Document segment >>
Vitamin D deficiency symptoms are widespread and very common even in America where many foods are fortified with the hard-to-find Vitamin D.
Vitamin D is actually found in very few foods naturally, which is why so many people experience Vitamin D deficiency symptoms. Although it is made in the body when exposed to sunlight, our indoors lifestyle and aversion to the sun due to its carcinogenic properties make this a relatively small source of Vitamin D for most people.
So what are the deficiency symptoms and how do you prevent the deficiency in the first place?
Symptoms are often vague and involve the entire body for people who experience chronic borderline deficiency. Vitamin D levels are often the first thing checked when a patient sees a doctor complaining of depression or anxiety due to the prevalence of Vitamin D deficiency symptoms masquerading as serious depression.
Lack of Vitamin D causes depression, anxiety, lethargy, tiredness, general pain, osteoporosis, and other bone problems in adults.

Parts of the exercise >>
[1] In the Vitamin D deficiency text, shorten the paragraph that begins "Vitamin D is actually found in very few foods naturally" and keep its main facts.
[2] Answer these questions from the Vitamin D deficiency text:
(a) In which country does the text say many foods are fortified with Vitamin D?
(b) What is often checked first when a patient sees a doctor about depression or anxiety?
(c) Which bone condition in adults is named as a result of lacking Vitamin D?
[3] Please extend the Vitamin D deficiency text, picking up right after its last sentence.

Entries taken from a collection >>
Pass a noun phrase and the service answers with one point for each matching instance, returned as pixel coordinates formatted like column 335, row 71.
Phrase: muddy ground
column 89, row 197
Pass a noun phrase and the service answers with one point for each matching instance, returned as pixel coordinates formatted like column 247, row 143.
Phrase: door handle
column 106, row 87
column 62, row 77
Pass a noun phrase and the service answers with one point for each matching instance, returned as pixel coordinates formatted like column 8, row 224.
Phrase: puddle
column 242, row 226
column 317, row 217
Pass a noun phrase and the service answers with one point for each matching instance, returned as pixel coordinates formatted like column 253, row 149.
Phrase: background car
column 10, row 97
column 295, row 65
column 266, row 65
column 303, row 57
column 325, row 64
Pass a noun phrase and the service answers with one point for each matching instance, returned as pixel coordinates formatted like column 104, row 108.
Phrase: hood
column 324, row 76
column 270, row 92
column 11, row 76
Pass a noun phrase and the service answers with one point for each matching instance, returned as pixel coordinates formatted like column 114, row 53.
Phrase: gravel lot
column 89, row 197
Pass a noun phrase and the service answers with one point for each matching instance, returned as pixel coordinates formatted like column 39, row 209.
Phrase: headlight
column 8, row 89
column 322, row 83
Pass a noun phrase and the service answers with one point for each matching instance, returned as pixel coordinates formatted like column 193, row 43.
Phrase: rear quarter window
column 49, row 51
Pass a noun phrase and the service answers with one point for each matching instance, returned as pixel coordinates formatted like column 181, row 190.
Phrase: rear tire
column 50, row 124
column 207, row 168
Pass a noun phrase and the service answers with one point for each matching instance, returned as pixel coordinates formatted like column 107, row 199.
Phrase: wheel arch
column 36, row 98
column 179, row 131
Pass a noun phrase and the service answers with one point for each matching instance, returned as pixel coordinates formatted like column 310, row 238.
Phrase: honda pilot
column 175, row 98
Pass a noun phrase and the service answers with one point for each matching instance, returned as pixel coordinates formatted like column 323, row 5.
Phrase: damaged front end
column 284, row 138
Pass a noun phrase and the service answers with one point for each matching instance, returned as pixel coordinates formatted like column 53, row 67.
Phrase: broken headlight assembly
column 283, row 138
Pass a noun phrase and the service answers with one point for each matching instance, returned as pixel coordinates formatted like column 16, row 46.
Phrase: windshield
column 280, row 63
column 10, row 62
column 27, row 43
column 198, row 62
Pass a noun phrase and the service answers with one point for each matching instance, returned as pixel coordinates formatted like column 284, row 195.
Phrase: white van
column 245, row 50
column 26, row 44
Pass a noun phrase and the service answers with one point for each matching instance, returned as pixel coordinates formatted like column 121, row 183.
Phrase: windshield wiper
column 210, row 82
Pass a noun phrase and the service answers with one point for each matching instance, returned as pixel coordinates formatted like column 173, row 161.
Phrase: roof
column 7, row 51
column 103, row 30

* * *

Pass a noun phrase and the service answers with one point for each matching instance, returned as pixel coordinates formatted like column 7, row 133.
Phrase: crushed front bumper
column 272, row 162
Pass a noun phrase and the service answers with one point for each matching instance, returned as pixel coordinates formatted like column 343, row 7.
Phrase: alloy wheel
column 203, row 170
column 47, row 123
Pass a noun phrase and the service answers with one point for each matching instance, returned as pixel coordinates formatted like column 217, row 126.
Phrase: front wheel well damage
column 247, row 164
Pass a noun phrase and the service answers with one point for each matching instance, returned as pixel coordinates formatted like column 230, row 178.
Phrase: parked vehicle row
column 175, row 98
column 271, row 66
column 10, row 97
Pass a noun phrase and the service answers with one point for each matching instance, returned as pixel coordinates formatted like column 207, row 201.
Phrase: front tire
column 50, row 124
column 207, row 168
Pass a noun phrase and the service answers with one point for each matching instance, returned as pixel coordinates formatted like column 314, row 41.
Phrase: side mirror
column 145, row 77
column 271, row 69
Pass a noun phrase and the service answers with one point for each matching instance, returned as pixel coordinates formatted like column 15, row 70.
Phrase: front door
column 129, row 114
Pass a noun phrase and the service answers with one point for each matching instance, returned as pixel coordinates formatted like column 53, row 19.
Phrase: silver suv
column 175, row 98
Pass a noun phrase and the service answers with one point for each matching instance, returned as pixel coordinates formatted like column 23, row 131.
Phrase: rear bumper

Activity answers >>
[1] Few foods naturally contain Vitamin D, so deficiency symptoms are common. The body makes Vitamin D in sunlight, but because most people live indoors and avoid the sun for its carcinogenic properties, sunlight supplies relatively little of it.

[2]
(a) America
(b) Vitamin D levels
(c) Osteoporosis

[3]
In children Vitamin D deficiency symptoms are more severe, resulting in devastating bone deformities. This used to be fairly common and was known as rickets but thanks to the fortification of Vitamin D and the public awareness of a proper Vitamin D doseage, rickets is mainly a thing of the past.
The symptoms of a Vitamin D deficiency can be avoided by getting enough Vitamin D into the body either through eating lots of Vitamin D foods or taking a Vitamin D supplement.
It’s important to note that Vitamin D is fat soluble, meaning that an overdose is possible which can result in toxicity and side effects, though it is not known exactly what those effects might be.
It’s not recommended by many authorities that sunlight should be a substantial source of Vitamin D for people due to the fact that UV rays conclusively cause cancer. Despite this fact, it is possible for people at any latitude to get the UV exposure required for adequate Vitamin D levels, although no guidelines exist for what exposure this should amount to.
It’s also a myth that people at higher latitudes are more prone to Vitamin D deficiencies due to the general world wide awareness of UV damage and the availability of SPF lotions.
Vitamin D foods include cheese, milk, eggs, and beef liver but the best food source of Vitamin D is actually from fish oils and one serving of salmon can provide 100% of your daily need of Vitamin D.
The only vegan source of vitamin D is UV-irradiated mushrooms, which means that Vitamin D awareness is particularly important to vegans.
Vitamin D deficiency symptoms can include more subtle symptoms, like impaired hair growth and health and decreased skin clarity.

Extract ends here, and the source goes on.